### Excerpted data
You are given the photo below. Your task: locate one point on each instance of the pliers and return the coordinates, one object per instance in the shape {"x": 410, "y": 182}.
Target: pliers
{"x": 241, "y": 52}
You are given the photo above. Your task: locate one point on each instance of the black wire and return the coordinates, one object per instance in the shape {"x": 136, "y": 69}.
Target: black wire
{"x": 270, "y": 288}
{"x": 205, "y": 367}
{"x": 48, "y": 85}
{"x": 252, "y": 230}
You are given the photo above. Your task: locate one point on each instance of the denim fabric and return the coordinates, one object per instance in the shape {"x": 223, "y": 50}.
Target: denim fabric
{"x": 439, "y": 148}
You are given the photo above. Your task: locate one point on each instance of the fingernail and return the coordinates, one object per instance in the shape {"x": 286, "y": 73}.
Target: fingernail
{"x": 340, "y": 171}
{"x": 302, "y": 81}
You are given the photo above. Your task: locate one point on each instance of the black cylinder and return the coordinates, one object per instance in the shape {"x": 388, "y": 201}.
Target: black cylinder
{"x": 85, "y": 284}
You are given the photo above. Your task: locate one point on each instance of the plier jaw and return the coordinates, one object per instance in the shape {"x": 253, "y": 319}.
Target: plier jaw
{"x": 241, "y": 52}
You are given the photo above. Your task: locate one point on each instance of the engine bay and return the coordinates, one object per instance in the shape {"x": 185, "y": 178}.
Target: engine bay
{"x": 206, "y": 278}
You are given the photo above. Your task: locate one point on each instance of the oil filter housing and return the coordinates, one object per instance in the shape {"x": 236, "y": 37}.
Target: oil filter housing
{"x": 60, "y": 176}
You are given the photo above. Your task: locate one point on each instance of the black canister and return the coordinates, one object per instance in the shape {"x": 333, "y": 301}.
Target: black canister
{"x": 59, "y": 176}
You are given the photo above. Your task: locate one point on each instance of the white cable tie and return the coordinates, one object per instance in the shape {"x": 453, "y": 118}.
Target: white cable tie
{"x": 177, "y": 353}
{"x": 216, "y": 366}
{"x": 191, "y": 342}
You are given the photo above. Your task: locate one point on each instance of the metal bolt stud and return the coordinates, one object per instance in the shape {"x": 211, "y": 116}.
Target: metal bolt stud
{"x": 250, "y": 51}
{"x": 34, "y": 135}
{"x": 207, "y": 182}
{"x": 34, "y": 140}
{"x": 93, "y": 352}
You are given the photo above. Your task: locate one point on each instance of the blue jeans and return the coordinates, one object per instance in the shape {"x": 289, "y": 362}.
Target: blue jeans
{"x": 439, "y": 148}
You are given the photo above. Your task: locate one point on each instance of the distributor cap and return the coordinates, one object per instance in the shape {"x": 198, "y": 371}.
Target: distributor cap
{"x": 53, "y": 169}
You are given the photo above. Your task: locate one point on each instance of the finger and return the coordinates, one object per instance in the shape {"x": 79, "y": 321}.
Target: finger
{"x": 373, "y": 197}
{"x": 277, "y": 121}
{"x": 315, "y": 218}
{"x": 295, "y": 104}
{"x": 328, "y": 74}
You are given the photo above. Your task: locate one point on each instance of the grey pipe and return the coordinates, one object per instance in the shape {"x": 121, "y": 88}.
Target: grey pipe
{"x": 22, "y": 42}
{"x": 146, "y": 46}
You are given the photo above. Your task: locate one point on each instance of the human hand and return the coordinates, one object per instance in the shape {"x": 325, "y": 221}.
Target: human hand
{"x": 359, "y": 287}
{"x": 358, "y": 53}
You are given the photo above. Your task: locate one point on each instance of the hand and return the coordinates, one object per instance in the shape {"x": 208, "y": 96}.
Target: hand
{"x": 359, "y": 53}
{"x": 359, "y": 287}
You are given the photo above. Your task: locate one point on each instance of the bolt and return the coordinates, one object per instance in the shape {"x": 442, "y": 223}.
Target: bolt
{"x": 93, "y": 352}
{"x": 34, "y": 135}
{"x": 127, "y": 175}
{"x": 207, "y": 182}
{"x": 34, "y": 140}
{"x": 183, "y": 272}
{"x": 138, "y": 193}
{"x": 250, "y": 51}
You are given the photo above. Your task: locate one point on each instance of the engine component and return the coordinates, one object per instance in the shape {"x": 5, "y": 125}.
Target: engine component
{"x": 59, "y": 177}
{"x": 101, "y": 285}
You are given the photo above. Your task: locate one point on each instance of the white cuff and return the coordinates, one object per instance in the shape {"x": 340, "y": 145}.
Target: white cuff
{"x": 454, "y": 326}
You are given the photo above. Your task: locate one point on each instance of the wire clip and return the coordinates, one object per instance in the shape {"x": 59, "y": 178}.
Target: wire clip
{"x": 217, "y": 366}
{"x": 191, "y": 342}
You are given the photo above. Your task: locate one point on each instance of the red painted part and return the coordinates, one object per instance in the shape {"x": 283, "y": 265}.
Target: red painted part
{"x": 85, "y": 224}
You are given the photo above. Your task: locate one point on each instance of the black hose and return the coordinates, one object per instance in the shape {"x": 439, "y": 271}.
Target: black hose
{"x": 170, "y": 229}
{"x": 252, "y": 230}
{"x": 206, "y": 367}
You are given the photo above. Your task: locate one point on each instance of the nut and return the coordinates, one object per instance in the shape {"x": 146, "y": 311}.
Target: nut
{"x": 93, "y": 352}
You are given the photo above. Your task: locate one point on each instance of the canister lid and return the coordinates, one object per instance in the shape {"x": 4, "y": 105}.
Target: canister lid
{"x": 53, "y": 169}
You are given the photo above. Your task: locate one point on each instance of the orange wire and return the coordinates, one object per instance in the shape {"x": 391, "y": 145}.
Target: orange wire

### The task
Every entry, from the first line to the last, should be retyped exactly.

### Written answer
You are given the photo below. Your task: locate one point on each instance of the pliers and return the coordinates, one object per instance in the shape {"x": 410, "y": 182}.
Target: pliers
{"x": 241, "y": 52}
You are given the photo above. Your task: locate one point on each instance of the black wire and return the coordinates, one object per instance in the shape {"x": 136, "y": 69}.
Target: black wire
{"x": 270, "y": 288}
{"x": 205, "y": 367}
{"x": 48, "y": 85}
{"x": 252, "y": 230}
You are given the photo above. Your task: locate one point on each instance of the denim fabric and return the coordinates, one object per instance in the shape {"x": 223, "y": 50}.
Target: denim fabric
{"x": 439, "y": 148}
You are given the photo above. Your task: locate one point on each instance of the fingernail and return the coordinates, one object per instance in the shape {"x": 286, "y": 73}.
Target: fingernail
{"x": 340, "y": 171}
{"x": 302, "y": 81}
You are given the photo above. Your task: locate one point on each instance of the black cylinder and return the coordinates, one object per instance in the shape {"x": 388, "y": 201}.
Target: black cylinder
{"x": 85, "y": 284}
You are given the photo above. Your task: locate one point on each instance of the plier jaw and return the coordinates, one object per instance in the shape {"x": 253, "y": 319}.
Target: plier jaw
{"x": 241, "y": 52}
You are given the photo above. Your task: locate one point on each instance of the engine bay and return the coordinates, one object per instance in the shape {"x": 185, "y": 178}.
Target: engine bay
{"x": 206, "y": 278}
You are given the photo above. Your task: locate one point on each instance of the oil filter housing and return the coordinates, one object per instance in the shape {"x": 236, "y": 37}.
Target: oil filter housing
{"x": 60, "y": 176}
You are given the photo above. Your task: locate one point on each instance of the black canister and return the coordinates, one object per instance in the shape {"x": 333, "y": 301}.
Target: black canister
{"x": 59, "y": 176}
You are given the photo above. Your task: locate one point on each instance of the white cable tie and return the coordinates, one object per instance in the shape {"x": 453, "y": 118}.
Target: white cable tie
{"x": 177, "y": 353}
{"x": 216, "y": 366}
{"x": 191, "y": 342}
You are given the photo above. Your task: locate one point on each instance of the metal bolt stud and return the coordinates, one object per instance in the shape {"x": 211, "y": 116}.
Target: metal bolt stud
{"x": 250, "y": 51}
{"x": 34, "y": 135}
{"x": 207, "y": 182}
{"x": 34, "y": 140}
{"x": 93, "y": 352}
You are given the photo above. Your task: locate one point on each instance of the blue jeans and return the coordinates, one object per instance in the shape {"x": 289, "y": 362}.
Target: blue jeans
{"x": 439, "y": 148}
You are given the photo above. Your task: locate one point on each instance of the distributor cap and return the coordinates, one object per instance in the shape {"x": 198, "y": 371}.
Target: distributor cap
{"x": 53, "y": 169}
You are given the photo above. Your task: locate one point on each instance of the finger and return the coordinates, one object per instance in the shape {"x": 79, "y": 321}.
Target: finger
{"x": 373, "y": 197}
{"x": 277, "y": 121}
{"x": 315, "y": 218}
{"x": 295, "y": 104}
{"x": 328, "y": 74}
You are given the photo above. Your task: locate one point on each instance of the grey pipe and return the coordinates, one object per instance in the shape {"x": 121, "y": 88}.
Target: grey pipe
{"x": 22, "y": 42}
{"x": 146, "y": 46}
You are given the photo above. Your task: locate one point on each instance of the human hand and return the coordinates, one object per instance in the shape {"x": 325, "y": 221}.
Target: human hand
{"x": 359, "y": 287}
{"x": 358, "y": 53}
You are given the photo above. Your task: locate one point on each instance of the hand and return the coordinates, one object per instance in the shape {"x": 208, "y": 96}.
Target: hand
{"x": 359, "y": 53}
{"x": 359, "y": 287}
You are given the photo above. Your task: locate one point on each instance of the bolt and return the coordinates, one object per instance in the shape {"x": 442, "y": 223}.
Target: bolt
{"x": 93, "y": 352}
{"x": 34, "y": 135}
{"x": 127, "y": 175}
{"x": 207, "y": 182}
{"x": 34, "y": 140}
{"x": 183, "y": 272}
{"x": 138, "y": 193}
{"x": 250, "y": 51}
You are given the photo above. Your task: locate one point on each instance of the engine component and return the coordinates, one object per instance in the shape {"x": 5, "y": 125}.
Target: engine component
{"x": 59, "y": 177}
{"x": 101, "y": 285}
You are given the photo above. Your task: locate one point on each instance of the white cuff and return the coordinates, one object per instance in the shape {"x": 340, "y": 145}.
Target: white cuff
{"x": 454, "y": 326}
You are given the photo above. Your task: locate one point on each instance of the wire clip and return the coordinates, one object per instance in the shape {"x": 59, "y": 178}.
Target: wire clip
{"x": 217, "y": 366}
{"x": 191, "y": 342}
You are given the photo above. Your task: locate one point on each instance of the red painted part and return the coordinates, one object per instance in the shape {"x": 283, "y": 265}.
Target: red painted part
{"x": 85, "y": 224}
You are given the photo above. Your task: locate one point on each instance of the black hose and return the coordinates, one object per instance in the shape {"x": 439, "y": 271}.
Target: black hose
{"x": 170, "y": 229}
{"x": 252, "y": 230}
{"x": 206, "y": 367}
You are given the photo above. Your task: locate one point on each instance of the nut and return the coordinates, one object per instance in the shape {"x": 146, "y": 311}.
Target: nut
{"x": 93, "y": 352}
You are given the photo above. Your task: locate one point on each instance of the canister lid and return the coordinates, one object per instance in the shape {"x": 4, "y": 105}.
Target: canister lid
{"x": 53, "y": 169}
You are given the photo above. Your task: locate one point on each instance of the orange wire and return the coordinates, one object per instance in the shape {"x": 391, "y": 145}.
Target: orange wire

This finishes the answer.